Defendant Edward Lopez King challenges his conviction of second-degree murder. RCW 9A.32.050. We find no reversible error and affirm.
In March of 1977, defendant was living at the Majestic Hotel in Tacoma, Washington. Larry VanRite, the victim, and VanRite's girl friend, Cordelia Thomas, were also residents of the hotel. Defendant was acquainted with VanRite and Thomas, but had not spent very much time socializing with them. In fact, defendant's first extended contact with either of the two occurred on approximately March 16, when he permitted Thomas to hide in his room after she had been beaten by VanRite.
On the morning of March 20, VanRite began to drink. He and Thomas spent most of the day sleeping in their room between trips to various local taverns. At about 5:30 or 6 p.m., VanRite became belligerent and attempted to choke Thomas; he also inflicted a slight stab wound to her neck. Thomas fled the room and walked to her car where she planned to spend the night. After about an hour, she was spotted by defendant and a man known as Chico, who also lived at the Majestic. Thomas accompanied the two men to *332a tavern for beer. The three talked about Thomas' situation; defendant gave her the key to his room and told her she could stay there. Thomas went back to the hotel and entered defendant's room. Defendant and Chico walked to another tavern.

__JOBS__.
a) Reproduce the court opinion word for word, from its first line to its last.
b) Gather every line in the records that contains the string "cloud" and copy each one in full.
The court opinion and the records have no connection to each other.

__MATERIAL PROVIDED__.

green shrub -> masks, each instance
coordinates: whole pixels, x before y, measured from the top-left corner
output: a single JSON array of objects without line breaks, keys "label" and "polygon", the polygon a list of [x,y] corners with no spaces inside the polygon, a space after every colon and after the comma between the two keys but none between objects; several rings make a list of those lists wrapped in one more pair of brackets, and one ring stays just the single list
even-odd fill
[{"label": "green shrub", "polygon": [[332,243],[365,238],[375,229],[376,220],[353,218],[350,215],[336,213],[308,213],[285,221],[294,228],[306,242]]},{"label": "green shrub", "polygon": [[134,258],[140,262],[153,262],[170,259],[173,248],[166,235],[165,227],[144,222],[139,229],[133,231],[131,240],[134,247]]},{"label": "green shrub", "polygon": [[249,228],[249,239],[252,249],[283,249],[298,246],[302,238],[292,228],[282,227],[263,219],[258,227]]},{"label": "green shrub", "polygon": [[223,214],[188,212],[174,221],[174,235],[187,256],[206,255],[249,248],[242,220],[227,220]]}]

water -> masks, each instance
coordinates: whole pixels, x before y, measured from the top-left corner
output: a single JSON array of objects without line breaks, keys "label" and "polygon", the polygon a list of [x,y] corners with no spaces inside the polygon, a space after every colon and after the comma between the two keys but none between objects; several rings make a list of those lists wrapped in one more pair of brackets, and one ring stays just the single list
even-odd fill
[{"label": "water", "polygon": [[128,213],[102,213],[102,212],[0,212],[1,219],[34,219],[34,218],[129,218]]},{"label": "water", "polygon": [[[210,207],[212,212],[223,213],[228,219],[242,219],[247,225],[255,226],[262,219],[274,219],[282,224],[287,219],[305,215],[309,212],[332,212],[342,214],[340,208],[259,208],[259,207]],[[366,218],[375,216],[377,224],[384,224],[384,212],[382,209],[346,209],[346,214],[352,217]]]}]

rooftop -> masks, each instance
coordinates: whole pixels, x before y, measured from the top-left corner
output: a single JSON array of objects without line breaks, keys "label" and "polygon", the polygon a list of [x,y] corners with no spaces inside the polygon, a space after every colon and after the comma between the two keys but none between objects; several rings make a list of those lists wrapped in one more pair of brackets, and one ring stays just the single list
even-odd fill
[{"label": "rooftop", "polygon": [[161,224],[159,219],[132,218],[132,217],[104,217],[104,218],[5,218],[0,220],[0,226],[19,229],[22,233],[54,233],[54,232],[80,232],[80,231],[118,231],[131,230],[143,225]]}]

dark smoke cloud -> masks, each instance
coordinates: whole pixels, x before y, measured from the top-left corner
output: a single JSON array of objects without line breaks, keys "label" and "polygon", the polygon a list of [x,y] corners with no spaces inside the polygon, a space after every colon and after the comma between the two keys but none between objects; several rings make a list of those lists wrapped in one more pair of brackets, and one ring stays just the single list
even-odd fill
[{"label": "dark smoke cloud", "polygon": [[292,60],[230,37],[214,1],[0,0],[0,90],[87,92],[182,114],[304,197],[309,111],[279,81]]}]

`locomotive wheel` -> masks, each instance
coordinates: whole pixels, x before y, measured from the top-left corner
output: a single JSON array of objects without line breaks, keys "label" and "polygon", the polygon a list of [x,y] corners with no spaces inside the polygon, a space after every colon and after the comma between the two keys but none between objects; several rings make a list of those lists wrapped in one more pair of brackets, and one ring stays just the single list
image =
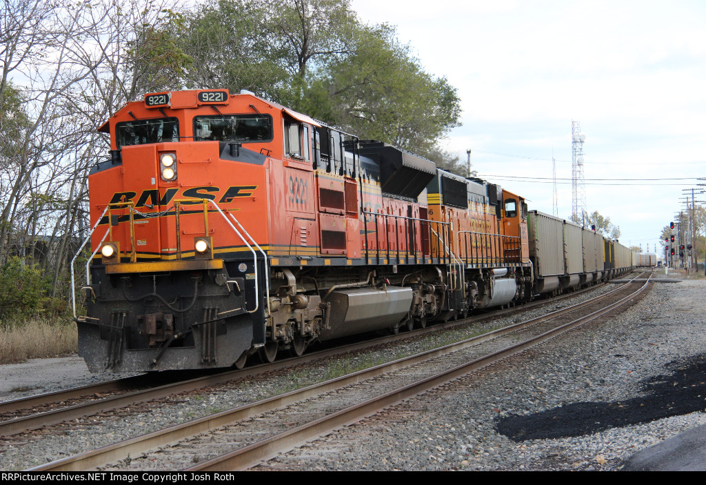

__OUTPUTS__.
a)
Defendant Edward Lopez King challenges his conviction of second-degree murder. RCW 9A.32.050. We find no reversible error and affirm.
In March of 1977, defendant was living at the Majestic Hotel in Tacoma, Washington. Larry VanRite, the victim, and VanRite's girl friend, Cordelia Thomas, were also residents of the hotel. Defendant was acquainted with VanRite and Thomas, but had not spent very much time socializing with them. In fact, defendant's first extended contact with either of the two occurred on approximately March 16, when he permitted Thomas to hide in his room after she had been beaten by VanRite.
On the morning of March 20, VanRite began to drink. He and Thomas spent most of the day sleeping in their room between trips to various local taverns. At about 5:30 or 6 p.m., VanRite became belligerent and attempted to choke Thomas; he also inflicted a slight stab wound to her neck. Thomas fled the room and walked to her car where she planned to spend the night. After about an hour, she was spotted by defendant and a man known as Chico, who also lived at the Majestic. Thomas accompanied the two men to *332a tavern for beer. The three talked about Thomas' situation; defendant gave her the key to his room and told her she could stay there. Thomas went back to the hotel and entered defendant's room. Defendant and Chico walked to another tavern.

b)
dark smoke cloud -> masks, each instance
[{"label": "dark smoke cloud", "polygon": [[292,60],[230,37],[214,1],[0,0],[0,90],[87,92],[182,114],[304,197],[309,111],[279,81]]}]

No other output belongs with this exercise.